— start of Stored records —

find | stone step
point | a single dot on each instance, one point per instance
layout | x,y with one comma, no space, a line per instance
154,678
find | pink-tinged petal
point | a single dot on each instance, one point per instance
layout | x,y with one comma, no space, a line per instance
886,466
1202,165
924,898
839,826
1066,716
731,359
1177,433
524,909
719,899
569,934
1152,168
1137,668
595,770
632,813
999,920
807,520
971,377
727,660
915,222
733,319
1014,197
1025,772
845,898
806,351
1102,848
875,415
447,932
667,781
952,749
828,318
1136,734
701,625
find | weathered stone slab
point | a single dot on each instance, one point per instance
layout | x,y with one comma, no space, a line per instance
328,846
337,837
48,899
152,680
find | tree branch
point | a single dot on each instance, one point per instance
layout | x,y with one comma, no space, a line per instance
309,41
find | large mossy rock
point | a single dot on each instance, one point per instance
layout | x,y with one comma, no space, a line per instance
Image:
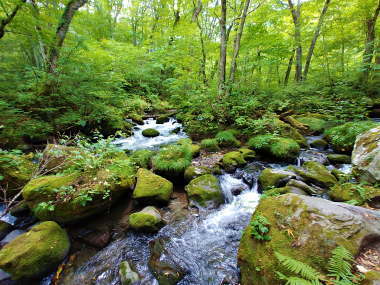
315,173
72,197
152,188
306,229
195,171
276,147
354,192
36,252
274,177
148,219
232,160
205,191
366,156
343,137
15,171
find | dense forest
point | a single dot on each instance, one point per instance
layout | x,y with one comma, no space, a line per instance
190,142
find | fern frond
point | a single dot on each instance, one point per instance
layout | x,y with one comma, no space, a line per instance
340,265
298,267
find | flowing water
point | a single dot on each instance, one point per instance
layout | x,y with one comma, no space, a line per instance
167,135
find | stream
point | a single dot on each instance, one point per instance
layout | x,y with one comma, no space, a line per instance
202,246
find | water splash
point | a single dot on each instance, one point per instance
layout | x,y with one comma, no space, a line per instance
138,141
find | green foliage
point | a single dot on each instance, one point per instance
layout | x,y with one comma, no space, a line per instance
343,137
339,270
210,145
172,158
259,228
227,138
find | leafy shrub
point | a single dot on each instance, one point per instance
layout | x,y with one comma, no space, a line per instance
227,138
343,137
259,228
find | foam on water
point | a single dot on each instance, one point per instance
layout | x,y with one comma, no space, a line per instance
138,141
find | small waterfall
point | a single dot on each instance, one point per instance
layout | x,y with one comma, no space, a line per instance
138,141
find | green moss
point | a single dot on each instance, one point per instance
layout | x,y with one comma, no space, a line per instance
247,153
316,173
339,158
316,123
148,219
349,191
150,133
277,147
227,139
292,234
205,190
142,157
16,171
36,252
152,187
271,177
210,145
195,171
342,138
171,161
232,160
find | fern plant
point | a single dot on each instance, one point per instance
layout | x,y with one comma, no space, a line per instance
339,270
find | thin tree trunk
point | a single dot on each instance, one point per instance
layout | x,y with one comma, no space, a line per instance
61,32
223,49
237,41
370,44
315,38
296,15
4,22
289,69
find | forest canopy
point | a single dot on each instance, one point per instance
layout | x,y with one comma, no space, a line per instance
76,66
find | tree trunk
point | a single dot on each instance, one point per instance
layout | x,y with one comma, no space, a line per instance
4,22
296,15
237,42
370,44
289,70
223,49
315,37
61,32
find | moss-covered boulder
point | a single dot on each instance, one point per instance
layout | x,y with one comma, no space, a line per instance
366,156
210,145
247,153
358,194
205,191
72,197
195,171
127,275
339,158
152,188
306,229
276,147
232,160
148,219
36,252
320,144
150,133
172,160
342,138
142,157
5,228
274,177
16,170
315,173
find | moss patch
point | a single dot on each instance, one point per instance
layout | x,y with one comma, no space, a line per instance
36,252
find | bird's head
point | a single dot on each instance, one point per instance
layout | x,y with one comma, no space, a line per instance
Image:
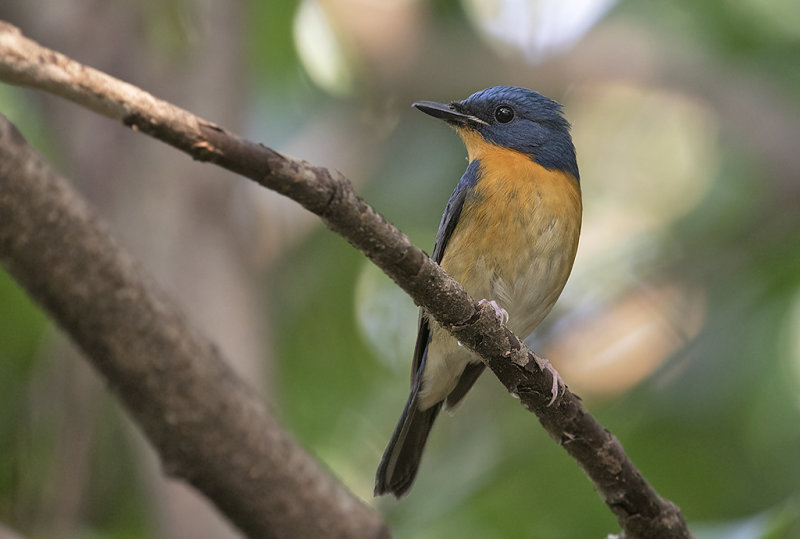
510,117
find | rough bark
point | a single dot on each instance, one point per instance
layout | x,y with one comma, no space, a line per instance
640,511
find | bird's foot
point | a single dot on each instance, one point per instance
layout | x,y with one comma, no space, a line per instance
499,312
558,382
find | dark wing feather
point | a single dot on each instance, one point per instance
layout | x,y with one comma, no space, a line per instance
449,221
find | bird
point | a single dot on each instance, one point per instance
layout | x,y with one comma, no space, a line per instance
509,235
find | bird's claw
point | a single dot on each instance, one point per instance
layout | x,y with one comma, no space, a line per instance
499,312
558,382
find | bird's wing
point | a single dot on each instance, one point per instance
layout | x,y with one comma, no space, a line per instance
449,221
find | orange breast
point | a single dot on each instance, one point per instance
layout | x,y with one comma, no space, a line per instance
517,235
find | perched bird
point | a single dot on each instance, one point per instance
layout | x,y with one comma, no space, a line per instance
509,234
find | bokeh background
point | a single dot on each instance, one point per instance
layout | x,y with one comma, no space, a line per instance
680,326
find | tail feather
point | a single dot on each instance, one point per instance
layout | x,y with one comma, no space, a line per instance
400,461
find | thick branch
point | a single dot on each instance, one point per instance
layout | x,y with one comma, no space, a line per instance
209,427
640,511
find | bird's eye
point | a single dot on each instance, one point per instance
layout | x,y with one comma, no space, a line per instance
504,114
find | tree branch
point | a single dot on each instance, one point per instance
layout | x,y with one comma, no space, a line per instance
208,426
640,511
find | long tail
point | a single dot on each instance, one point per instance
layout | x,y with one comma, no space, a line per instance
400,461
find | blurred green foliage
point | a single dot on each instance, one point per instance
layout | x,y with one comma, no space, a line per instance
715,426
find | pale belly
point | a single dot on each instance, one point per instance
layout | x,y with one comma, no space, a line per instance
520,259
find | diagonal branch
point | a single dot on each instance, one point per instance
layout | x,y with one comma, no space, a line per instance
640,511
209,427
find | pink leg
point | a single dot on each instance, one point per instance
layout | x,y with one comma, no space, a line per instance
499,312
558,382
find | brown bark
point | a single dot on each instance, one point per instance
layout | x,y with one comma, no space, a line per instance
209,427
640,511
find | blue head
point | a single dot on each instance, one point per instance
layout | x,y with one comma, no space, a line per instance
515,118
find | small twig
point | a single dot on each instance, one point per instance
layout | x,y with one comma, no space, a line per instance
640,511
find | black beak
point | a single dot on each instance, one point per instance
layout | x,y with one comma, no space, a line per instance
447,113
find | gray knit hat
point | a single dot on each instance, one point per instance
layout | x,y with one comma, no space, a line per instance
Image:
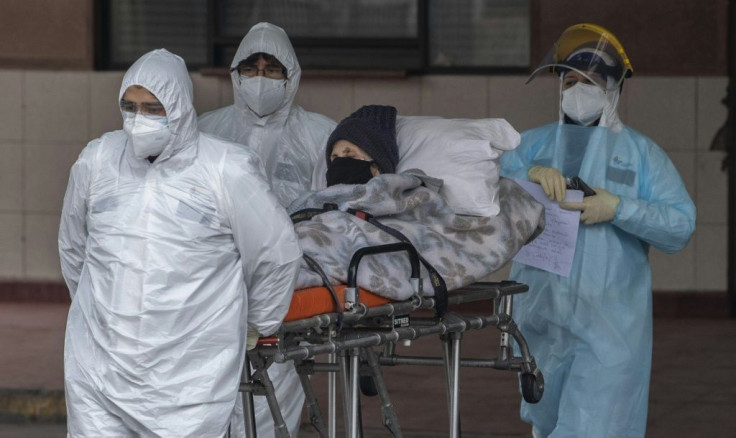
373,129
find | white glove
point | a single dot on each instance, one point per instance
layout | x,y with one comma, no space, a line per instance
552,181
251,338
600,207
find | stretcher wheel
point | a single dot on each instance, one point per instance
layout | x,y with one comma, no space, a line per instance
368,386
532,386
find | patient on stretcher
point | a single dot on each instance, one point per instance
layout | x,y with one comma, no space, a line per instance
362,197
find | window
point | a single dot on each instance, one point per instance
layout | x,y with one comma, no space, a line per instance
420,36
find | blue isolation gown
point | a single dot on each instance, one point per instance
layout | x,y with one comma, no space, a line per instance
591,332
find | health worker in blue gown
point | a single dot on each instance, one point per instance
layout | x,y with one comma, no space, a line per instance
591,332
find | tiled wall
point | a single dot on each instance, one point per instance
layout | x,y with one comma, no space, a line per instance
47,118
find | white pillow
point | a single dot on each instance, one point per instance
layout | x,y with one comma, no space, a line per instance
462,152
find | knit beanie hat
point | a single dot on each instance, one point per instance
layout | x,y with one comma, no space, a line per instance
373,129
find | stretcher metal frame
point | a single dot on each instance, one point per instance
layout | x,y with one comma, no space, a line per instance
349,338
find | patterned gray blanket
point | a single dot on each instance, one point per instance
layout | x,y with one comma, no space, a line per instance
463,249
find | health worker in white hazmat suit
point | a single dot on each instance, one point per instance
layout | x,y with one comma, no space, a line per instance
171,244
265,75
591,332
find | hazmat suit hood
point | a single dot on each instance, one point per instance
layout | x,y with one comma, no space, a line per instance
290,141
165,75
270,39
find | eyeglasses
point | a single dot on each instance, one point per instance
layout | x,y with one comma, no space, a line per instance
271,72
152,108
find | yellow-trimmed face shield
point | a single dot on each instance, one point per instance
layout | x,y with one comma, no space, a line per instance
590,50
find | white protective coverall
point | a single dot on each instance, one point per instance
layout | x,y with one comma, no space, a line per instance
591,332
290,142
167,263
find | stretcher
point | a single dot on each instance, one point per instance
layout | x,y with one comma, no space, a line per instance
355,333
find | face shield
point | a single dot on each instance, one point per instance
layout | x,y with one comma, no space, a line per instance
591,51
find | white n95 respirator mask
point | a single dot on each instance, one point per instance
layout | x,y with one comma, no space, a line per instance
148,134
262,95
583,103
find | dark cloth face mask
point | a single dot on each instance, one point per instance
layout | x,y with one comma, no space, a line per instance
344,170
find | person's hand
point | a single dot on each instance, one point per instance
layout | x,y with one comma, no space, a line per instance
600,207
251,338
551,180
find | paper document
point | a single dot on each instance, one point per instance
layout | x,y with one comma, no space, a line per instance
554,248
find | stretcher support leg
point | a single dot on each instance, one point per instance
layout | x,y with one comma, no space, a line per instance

— end of Stored records —

What you will do
Produce an exact repeat of the lines from the one containing "find | dark cloth face mask" through the last line of the data, and nothing more.

Reply to the task
find | dark cloth face mask
point | a single dot on each instance, one point per instance
layout | x,y with one comma, no space, a line per instance
344,170
find | person's hand
point | a single dot on each instance, one point per instance
layout | x,y with one comma, no space, a line per instance
600,207
251,338
551,180
find | paper document
point | a single dot on each instance, one point per instance
layout | x,y with one comma, no space, a line per instance
554,248
find | stretcher support leg
point | a single dot on each instance, one point per instance
layout | x,y with one comma, no space, a line per instance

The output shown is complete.